(Given task a) In the tutorial page on generating synthetic motor data, what value is assigned to TRUE_SIGMA_DISTRICT?

(Document extract)
[START]

Skip to content

Part 3: Generating synthetic motor data

Part 3: Generating synthetic motor data

We use synthetic data so we know the true underlying risk — this lets us verify that credibility estimation is working correctly. Real data validation is covered in Exercise 1.

The data generating process

Create a new cell with a markdown header:

%md
## Part 3: Synthetic motor portfolio — postcode districts

Create the next cell:

rng = np.random.default_rng(seed=42)

# Portfolio parameters
N_DISTRICTS = 120          # 120 UK postcode districts
N_YEARS = 5                # accident years 2019-2023
PORTFOLIO_FREQUENCY = 0.07 # 7% mean claim frequency (motor)

# True between-district heterogeneity on log scale
# This is the ground truth sigma_district - we will try to recover it
TRUE_SIGMA_DISTRICT = 0.35

# True district-level log-rate deviations from the portfolio mean
# These are the "true" risk levels we are trying to estimate
true_log_rates = rng.normal(0, TRUE_SIGMA_DISTRICT, size=N_DISTRICTS)

[END]

(Extracted records)
[START]

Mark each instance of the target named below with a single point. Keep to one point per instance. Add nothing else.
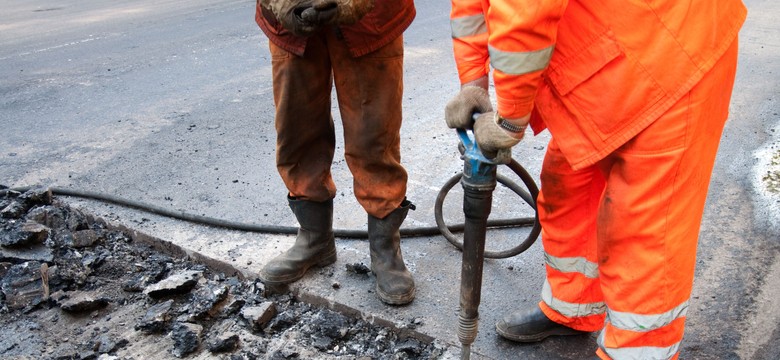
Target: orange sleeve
(518, 44)
(521, 42)
(469, 39)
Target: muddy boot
(531, 325)
(314, 245)
(394, 283)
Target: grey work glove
(470, 100)
(491, 137)
(304, 17)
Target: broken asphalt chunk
(186, 338)
(84, 301)
(260, 315)
(156, 319)
(176, 284)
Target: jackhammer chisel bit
(478, 181)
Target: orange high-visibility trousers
(620, 236)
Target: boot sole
(287, 279)
(531, 338)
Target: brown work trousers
(369, 91)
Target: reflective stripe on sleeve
(640, 352)
(642, 323)
(468, 26)
(573, 264)
(570, 309)
(518, 63)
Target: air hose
(440, 229)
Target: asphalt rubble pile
(73, 289)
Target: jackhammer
(479, 179)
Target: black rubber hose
(260, 228)
(529, 198)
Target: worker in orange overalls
(358, 45)
(635, 95)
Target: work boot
(531, 325)
(315, 244)
(394, 283)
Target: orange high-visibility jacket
(594, 72)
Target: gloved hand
(491, 136)
(304, 17)
(470, 100)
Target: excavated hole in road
(72, 288)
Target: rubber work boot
(315, 244)
(531, 325)
(394, 283)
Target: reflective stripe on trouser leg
(369, 90)
(567, 206)
(305, 138)
(649, 220)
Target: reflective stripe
(573, 264)
(642, 323)
(639, 353)
(518, 63)
(570, 309)
(468, 26)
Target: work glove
(470, 100)
(491, 135)
(304, 17)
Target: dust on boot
(314, 246)
(394, 283)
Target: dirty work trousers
(620, 236)
(369, 92)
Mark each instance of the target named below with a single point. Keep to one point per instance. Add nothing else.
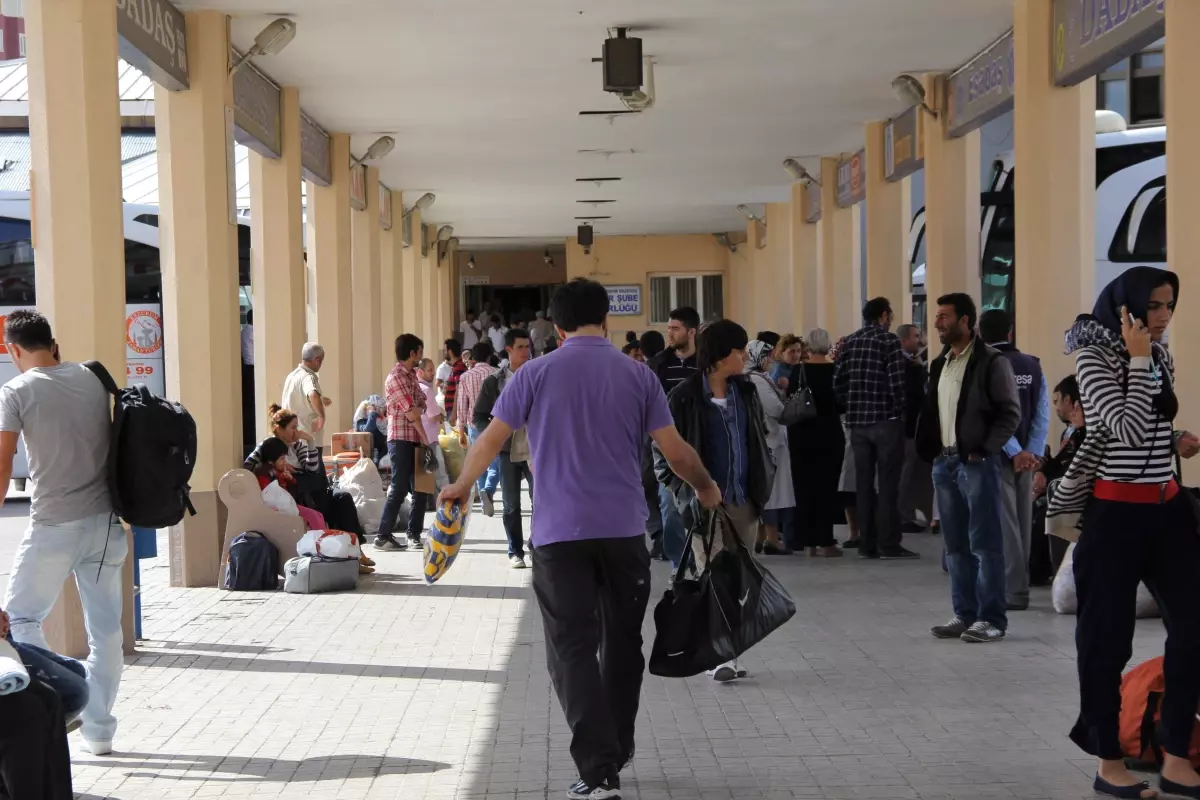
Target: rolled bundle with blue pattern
(444, 537)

[END]

(Given task b) Pick out and copy every line of the records that contains the string "stripe".

(Correct output a) 0.35

(Correct output b)
Target: reflective stripe on sleeve
Target: reflective stripe on trouser leg
Target: reflective stripe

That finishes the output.